▶ **TASK GOAL**: Reproduce everything from the line containing "Traffic cam feed: detect the green dome" down to the end of the records, requests included, and shift every bounding-box coordinate in the answers by adding -26 to it.

● ● ●

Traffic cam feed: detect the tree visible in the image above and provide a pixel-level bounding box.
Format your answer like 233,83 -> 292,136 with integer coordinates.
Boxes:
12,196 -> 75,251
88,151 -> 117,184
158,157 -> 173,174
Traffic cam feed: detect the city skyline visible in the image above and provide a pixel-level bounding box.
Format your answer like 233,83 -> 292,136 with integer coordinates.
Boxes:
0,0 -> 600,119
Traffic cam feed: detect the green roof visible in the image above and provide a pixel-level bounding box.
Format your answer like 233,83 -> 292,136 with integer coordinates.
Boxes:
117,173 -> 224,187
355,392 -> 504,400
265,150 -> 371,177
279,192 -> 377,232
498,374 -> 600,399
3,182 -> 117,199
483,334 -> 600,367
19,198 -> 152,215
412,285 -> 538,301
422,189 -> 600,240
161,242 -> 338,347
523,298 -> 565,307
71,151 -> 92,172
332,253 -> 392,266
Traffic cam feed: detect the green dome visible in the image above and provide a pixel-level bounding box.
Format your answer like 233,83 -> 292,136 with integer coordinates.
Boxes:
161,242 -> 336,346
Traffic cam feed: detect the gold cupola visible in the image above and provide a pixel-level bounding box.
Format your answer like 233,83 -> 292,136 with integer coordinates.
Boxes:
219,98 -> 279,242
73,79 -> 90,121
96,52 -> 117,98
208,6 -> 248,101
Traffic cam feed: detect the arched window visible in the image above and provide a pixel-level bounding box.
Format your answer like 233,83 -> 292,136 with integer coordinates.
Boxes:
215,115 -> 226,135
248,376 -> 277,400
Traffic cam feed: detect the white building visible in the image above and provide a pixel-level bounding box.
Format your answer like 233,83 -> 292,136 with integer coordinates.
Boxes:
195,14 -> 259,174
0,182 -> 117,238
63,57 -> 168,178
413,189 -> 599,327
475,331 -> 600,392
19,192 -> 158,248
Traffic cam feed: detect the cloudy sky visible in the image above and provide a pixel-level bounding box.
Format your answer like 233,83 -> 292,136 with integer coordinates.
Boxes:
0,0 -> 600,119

● ● ●

▶ **WRITTEN SOLUTION**:
Traffic cam feed: detect the green dome visible in the image above and provide a pixel-level bounding box.
Format your answer like 233,83 -> 292,136 with integer coordinates.
Boxes:
135,216 -> 310,320
Traffic cam feed: detect the gold cupola visible in the image above and provide a pixel-level bounding box.
Format your answer like 233,83 -> 292,136 with integer coordinates.
Boxes:
193,72 -> 253,216
47,53 -> 64,95
70,26 -> 91,72
182,-20 -> 222,75
Traffic cam feed: detect the arched window visible in the image above and provide a pixel-level bounding box.
Format your answer like 233,83 -> 292,136 with integer coordinates.
Boxes:
189,89 -> 200,109
222,350 -> 251,374
Traffic cam feed: detect the white building visible in the image above and provide a pixel-level bounding box.
Format your answer like 233,83 -> 292,136 with integer coordinates.
Boxes:
169,-12 -> 233,148
-26,156 -> 91,212
37,31 -> 142,152
387,163 -> 573,301
449,305 -> 574,366
-7,166 -> 132,222
Traffic cam feed: detect the cloudy sky visible in the image above and provide a pixel-level bounding box.
Format your answer like 233,83 -> 292,136 with integer coordinates.
Boxes:
-26,-26 -> 574,93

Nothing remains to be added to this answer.